** Begin Page extract **

Skip to main content

Overview

The fetch_company_filings.py script retrieves regulatory filings (annual reports, quarterly results, compliance filings) for each stock from two separate API endpoints and intelligently merges them to maximize data coverage. This hybrid approach ensures comprehensive filing coverage.

Purpose

Fetches company regulatory filings including:
  • Annual Reports
  • Quarterly Results (PDF filings)
  • Board Meeting Intimations
  • SEBI Reg 7(2) Insider Trading disclosures
  • Corporate Governance Reports
  • LODR (Listing Obligations and Disclosure Requirements) filings

API Endpoints

Endpoint 1: Legacy Company Filings

URL
string
required
https://ow-static-scanx.dhan.co/staticscanx/company_filings

Endpoint 2: LODR Filings

URL
string
required
https://ow-static-scanx.dhan.co/staticscanx/lodr
Method
string
required
POST (both endpoints)

Request Payload

{
  "data": {
    "isin": "<ISIN>",
    "pg_no": 1,
    "count": 100
  }
}

Parameters

data.isin
string
required
ISIN code of the security
data.pg_no
number
default:"1"
Page number for pagination
data.count
number
default:"100"
Number of filings to retrieve (maximum tested: 100)

Output Files

company_filings/{SYMBOL}_filings.json
object
Per-stock filing data with structure:
{
  "code": 0,
  "data": [
    {
      "news_id": "unique_id",
      "news_date": "2024-01-15",
      "caption": "Annual Report 2023-24",
      "descriptor": "Financial Results",
      "file_url": "https://www.bseindia.com/..."
    }
  ]
}
Sorted by news_date (descending - latest first). Deduplicated by news_id + news_date + caption.

Function Signature

def fetch_filings(item):
    """
    Fetches filings for a single stock from both endpoints and merges.
    
    Args:
        item (dict): Stock object with 'Symbol' and 'ISIN' keys
        
    Returns:
        str: Status - "success", "skipped", or "empty"
        
    Process:
        1. Check if filing exists and FORCE_UPDATE flag
        2. Fetch from /company_filings endpoint
        3. Fetch from /lodr endpoint
        4. Merge and deduplicate by (news_id, date, caption)
        5. Sort by date descending
        6. Save to company_filings/{SYMBOL}_filings.json
    """

Dependencies

Python Packages
list
  • requests - HTTP client
  • json - JSON processing
  • os - File operations
  • time - Performance tracking
  • concurrent.futures.ThreadPoolExecutor - Parallel execution
Local Modules
list
  • pipeline_utils.BASE_DIR - Base directory path
  • pipeline_utils.get_headers() - Standard API headers
Input Files
list
  • master_isin_map.json - ISIN to Symbol mapping

Threading Configuration

MAX_THREADS
number
default:"20"
Number of concurrent threads for parallel fetching
FORCE_UPDATE
boolean
default:"true"
If true, refreshes all filings even if file exists. Set to false to skip existing files.

** End Page extract **
** Begin Data shown **

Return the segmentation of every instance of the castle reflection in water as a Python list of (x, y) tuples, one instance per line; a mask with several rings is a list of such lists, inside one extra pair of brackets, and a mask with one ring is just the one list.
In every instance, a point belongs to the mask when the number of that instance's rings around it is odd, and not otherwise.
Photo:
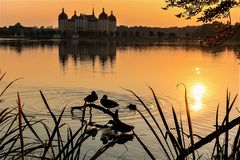
[(94, 67), (98, 60), (103, 68), (108, 63), (112, 66), (116, 60), (116, 44), (108, 41), (61, 41), (59, 44), (59, 60), (63, 68), (66, 67), (70, 58), (75, 65), (79, 62), (91, 62)]

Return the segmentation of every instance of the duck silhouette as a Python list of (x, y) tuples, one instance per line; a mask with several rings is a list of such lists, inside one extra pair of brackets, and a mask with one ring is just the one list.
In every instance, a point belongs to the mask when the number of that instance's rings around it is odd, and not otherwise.
[(84, 98), (85, 103), (93, 103), (98, 99), (98, 96), (95, 91), (92, 91), (92, 93)]
[(115, 130), (116, 132), (121, 132), (121, 133), (126, 133), (126, 132), (130, 132), (134, 129), (133, 126), (130, 126), (126, 123), (123, 123), (122, 121), (120, 121), (119, 119), (117, 120), (109, 120), (108, 124), (112, 124), (112, 129)]
[(111, 100), (111, 99), (108, 99), (107, 95), (104, 95), (102, 97), (102, 99), (100, 100), (101, 104), (105, 107), (105, 108), (115, 108), (118, 106), (118, 103)]

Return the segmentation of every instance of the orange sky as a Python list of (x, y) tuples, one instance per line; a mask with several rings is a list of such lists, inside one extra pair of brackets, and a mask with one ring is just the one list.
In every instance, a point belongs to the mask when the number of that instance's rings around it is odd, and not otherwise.
[[(21, 22), (26, 26), (57, 26), (57, 16), (64, 7), (69, 17), (74, 10), (81, 13), (92, 12), (93, 0), (0, 0), (0, 26)], [(128, 26), (186, 26), (196, 25), (196, 20), (178, 19), (176, 9), (164, 11), (164, 0), (94, 0), (95, 14), (104, 7), (109, 14), (113, 10), (118, 25)], [(238, 9), (239, 10), (239, 9)], [(240, 14), (233, 12), (233, 19)]]

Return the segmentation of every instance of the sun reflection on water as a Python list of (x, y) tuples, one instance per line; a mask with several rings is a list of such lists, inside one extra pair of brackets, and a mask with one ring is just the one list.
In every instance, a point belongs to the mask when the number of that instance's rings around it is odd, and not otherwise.
[(202, 97), (205, 94), (206, 89), (203, 84), (196, 84), (192, 87), (192, 94), (195, 100), (195, 104), (193, 105), (193, 109), (198, 111), (202, 108)]

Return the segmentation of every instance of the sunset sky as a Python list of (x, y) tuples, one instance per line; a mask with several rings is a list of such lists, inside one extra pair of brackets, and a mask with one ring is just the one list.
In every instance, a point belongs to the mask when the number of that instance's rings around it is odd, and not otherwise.
[[(110, 14), (113, 10), (117, 25), (171, 27), (197, 25), (196, 19), (184, 20), (175, 17), (177, 9), (164, 11), (164, 0), (0, 0), (0, 26), (20, 22), (25, 26), (57, 26), (57, 17), (64, 8), (68, 17), (92, 12), (94, 4), (96, 16), (104, 7)], [(232, 12), (233, 21), (239, 21), (240, 14)]]

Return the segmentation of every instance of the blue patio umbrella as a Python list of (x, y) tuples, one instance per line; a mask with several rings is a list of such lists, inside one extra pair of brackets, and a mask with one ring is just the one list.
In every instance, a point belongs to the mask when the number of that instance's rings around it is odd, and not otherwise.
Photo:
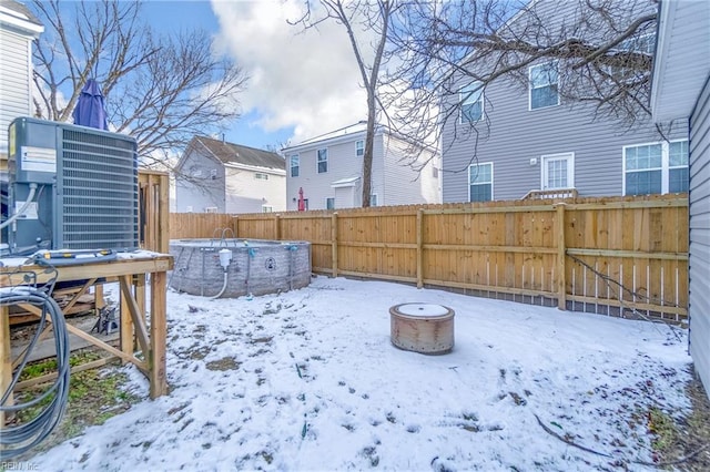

** End Data shown **

[To do]
1. From the filings script page, quote the part that opens with the words containing "Skip to main" and closes with "comprehensive filing coverage.".
2. Print the part of the records that opens with the line containing "Return the segmentation of every instance of the blue" and runs through the end of the records. Leave the pictures out.
The filings script page and the records have nothing to do with each other.

[Final answers]
1.
Skip to main content

Overview

The fetch_company_filings.py script retrieves regulatory filings (annual reports, quarterly results, compliance filings) for each stock from two separate API endpoints and intelligently merges them to maximize data coverage. This hybrid approach ensures comprehensive filing coverage.

2.
Return the segmentation of every instance of the blue patio umbrella as a Python list of (x, y) tuples, one instance per line; a mask with several rings is a list of such lists, inside one extra pair of brackets, and a mask with one ring is just the one list.
In every instance, a point belongs to the mask when the number of that instance's rings around it is odd, and not otherwise.
Photo:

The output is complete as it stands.